▶ Aim: Turn the data below into a Markdown table with the columns Row and Line: number each line in order and skip any blank lines.

▶ Provided data:
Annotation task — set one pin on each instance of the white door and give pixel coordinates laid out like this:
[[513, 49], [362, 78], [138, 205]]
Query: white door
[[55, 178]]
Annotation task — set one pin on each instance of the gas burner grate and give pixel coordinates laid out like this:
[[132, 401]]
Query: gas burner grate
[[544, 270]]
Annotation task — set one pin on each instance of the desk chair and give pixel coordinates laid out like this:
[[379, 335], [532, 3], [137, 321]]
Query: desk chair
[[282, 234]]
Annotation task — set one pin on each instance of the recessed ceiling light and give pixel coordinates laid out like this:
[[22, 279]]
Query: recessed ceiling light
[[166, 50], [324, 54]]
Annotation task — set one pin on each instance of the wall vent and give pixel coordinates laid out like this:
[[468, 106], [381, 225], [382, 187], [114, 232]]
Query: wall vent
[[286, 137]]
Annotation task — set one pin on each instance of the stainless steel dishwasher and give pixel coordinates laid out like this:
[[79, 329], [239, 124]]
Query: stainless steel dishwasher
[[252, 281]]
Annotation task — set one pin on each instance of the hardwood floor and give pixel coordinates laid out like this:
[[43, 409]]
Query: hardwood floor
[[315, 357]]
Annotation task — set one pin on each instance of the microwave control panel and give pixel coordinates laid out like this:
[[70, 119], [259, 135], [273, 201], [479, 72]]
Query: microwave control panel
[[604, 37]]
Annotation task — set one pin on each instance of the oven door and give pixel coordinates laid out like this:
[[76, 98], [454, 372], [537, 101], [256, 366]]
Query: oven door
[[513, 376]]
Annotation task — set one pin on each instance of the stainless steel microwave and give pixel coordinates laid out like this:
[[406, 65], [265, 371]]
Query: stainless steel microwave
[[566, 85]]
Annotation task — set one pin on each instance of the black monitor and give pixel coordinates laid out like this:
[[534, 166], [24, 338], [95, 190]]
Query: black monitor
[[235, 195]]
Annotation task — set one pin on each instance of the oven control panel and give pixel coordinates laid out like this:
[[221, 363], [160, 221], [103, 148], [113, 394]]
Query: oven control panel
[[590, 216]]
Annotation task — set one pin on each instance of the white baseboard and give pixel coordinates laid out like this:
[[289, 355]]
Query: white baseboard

▶ In response:
| Row | Line |
|---|---|
| 1 | Annotation task — set one pin on each instance of the white door and give pixel coordinates laid out like this: |
| 2 | [[513, 49], [362, 78], [138, 205]] |
| 3 | Query: white door |
| 4 | [[55, 178]] |
| 5 | Annotation task — set one pin on each instance of the gas burner grate and give pixel coordinates laid out like this: |
| 6 | [[132, 401]] |
| 7 | Query: gas burner grate |
| 8 | [[544, 270]] |
| 9 | Annotation task — set one pin on each instance of the desk chair and give pixel coordinates laid out like this: |
| 10 | [[379, 335], [532, 3], [137, 321]] |
| 11 | Query: desk chair |
| 12 | [[282, 234]] |
| 13 | Annotation task — set one pin on each instance of the recessed ceiling light and give pixel coordinates laid out like this: |
| 14 | [[22, 279]] |
| 15 | Query: recessed ceiling light |
| 16 | [[166, 50], [324, 54]] |
| 17 | Annotation task — set one pin on each instance of the wall vent and give pixel coordinates laid out like this: |
| 18 | [[468, 106], [381, 225], [382, 187], [114, 232]] |
| 19 | Query: wall vent |
| 20 | [[286, 137]] |
| 21 | Annotation task — set one pin on each instance of the stainless steel dishwasher and give pixel coordinates laid out like this: |
| 22 | [[79, 329], [239, 124]] |
| 23 | Query: stainless steel dishwasher |
| 24 | [[252, 281]] |
| 25 | Annotation task — set one pin on each instance of the hardwood floor and give pixel coordinates laid out like this: |
| 26 | [[43, 409]] |
| 27 | Query: hardwood floor |
| 28 | [[315, 357]] |
| 29 | Annotation task — set one pin on each instance of the microwave control panel and give pixel coordinates laid out like this: |
| 30 | [[70, 119], [259, 135], [273, 201], [479, 72]] |
| 31 | Query: microwave control panel |
| 32 | [[604, 37]] |
| 33 | Annotation task — set one pin on each instance of the oven door and give pixel coordinates laid out like this: |
| 34 | [[76, 98], [454, 372], [537, 101], [256, 366]] |
| 35 | Query: oven door |
| 36 | [[513, 376]] |
| 37 | Annotation task — set one pin on each instance of the stainless steel microwave and give pixel coordinates laid out like this: |
| 38 | [[406, 65], [265, 371]] |
| 39 | Query: stainless steel microwave |
| 40 | [[566, 85]] |
| 41 | Annotation task — set one pin on each instance of the black monitor and give pixel coordinates laid out like this: |
| 42 | [[534, 166], [24, 338], [95, 190]] |
| 43 | Query: black monitor |
| 44 | [[235, 195]] |
| 45 | Annotation task — set one pin on each instance of the oven control panel and give pixel coordinates laid out like this: |
| 46 | [[221, 363], [160, 221], [103, 148], [113, 394]] |
| 47 | Query: oven control panel |
| 48 | [[590, 216]] |
| 49 | Annotation task — set one pin on each instance of the white baseboard and give pixel coordinates laid out like this: |
| 50 | [[289, 355]] |
| 51 | Query: white baseboard |